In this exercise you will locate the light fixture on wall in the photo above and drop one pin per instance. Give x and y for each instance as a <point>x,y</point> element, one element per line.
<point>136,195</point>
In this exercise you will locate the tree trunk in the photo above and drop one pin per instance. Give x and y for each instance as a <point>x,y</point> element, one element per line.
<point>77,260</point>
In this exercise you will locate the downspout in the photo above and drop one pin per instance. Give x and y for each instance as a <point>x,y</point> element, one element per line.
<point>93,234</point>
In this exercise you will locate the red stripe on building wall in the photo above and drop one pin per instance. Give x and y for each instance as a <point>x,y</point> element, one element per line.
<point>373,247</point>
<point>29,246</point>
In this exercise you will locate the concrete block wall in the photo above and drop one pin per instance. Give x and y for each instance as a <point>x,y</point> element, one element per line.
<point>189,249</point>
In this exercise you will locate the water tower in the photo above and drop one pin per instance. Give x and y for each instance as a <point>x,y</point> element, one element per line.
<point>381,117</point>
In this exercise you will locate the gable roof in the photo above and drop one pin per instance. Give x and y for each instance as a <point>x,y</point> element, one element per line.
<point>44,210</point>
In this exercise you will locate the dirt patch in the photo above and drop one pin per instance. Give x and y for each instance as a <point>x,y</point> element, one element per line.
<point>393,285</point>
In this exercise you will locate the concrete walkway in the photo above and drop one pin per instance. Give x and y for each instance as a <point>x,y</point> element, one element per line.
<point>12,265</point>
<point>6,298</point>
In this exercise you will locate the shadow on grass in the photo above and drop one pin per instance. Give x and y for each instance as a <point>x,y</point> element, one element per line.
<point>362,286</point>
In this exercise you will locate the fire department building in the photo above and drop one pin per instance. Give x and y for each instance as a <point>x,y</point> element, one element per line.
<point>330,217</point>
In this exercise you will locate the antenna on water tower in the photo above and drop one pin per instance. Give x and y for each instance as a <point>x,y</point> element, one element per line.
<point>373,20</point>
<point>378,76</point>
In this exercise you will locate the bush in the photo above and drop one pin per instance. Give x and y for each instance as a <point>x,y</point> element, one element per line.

========================

Give back all the data exactly as written.

#### [EXERCISE OUTPUT]
In this exercise you will locate the light fixture on wall in the photo above and drop one pin per instance. Give x and y for each instance as a <point>x,y</point> element, one element per line.
<point>136,195</point>
In this exercise you will locate the tree trunk in the photo above and drop one pin per instance. Give x and y for each instance as a <point>x,y</point> element, one element per line.
<point>77,260</point>
In this exercise you will locate the downspout in the photo above and drop one pin per instance. Give x and y for each instance as a <point>x,y</point> element, one element per line.
<point>93,234</point>
In this exercise you will locate the red stripe on building wall in the photo above and drop one pin per instance. Give x and y for each instance as a <point>x,y</point> element, one element per line.
<point>373,247</point>
<point>29,246</point>
In this exercise you will locate the concrete block wall in the photo above and drop one pin per instance. Give x and y for each instance as a <point>x,y</point> element, one element per line.
<point>189,249</point>
In this exercise you will locate the water tower in the photo above and drop one pin per instance. Give x and y for each instance as a <point>x,y</point> element, one element per line.
<point>381,117</point>
In this exercise you will locate the gable roof in the photo above and drop one pin per instance. Give x and y for each instance as a <point>x,y</point> element, one element per line.
<point>44,210</point>
In this exercise you will locate the dirt patch in the photo above and drop one pin per instance. Give x and y for each instance as a <point>x,y</point> element, one element per line.
<point>393,285</point>
In this exercise you will locate the concrete walkway in the photo above and drop one pin per instance. Give x and y for each instance as a <point>x,y</point> element, one element per line.
<point>12,265</point>
<point>6,298</point>
In this exercise you will locate the shadow on grass in the photo above and drop one pin per instance. Give x and y for each instance as a <point>x,y</point> element, one element per line.
<point>362,286</point>
In this exercise you will locate the fire department building in the photo above and drop one pin per instance. Give x and y for each instance as a <point>x,y</point> element, one element per line.
<point>330,217</point>
In this exercise you will locate the antenna on water tower in the photo above and drop one pin per instance. Give x and y for each instance as a <point>x,y</point> element, one element per line.
<point>373,20</point>
<point>378,76</point>
In this exercise you will locate the bush in the photo above and drop one pin per instance. Give x and y for each instance as a <point>x,y</point> element, one element per line.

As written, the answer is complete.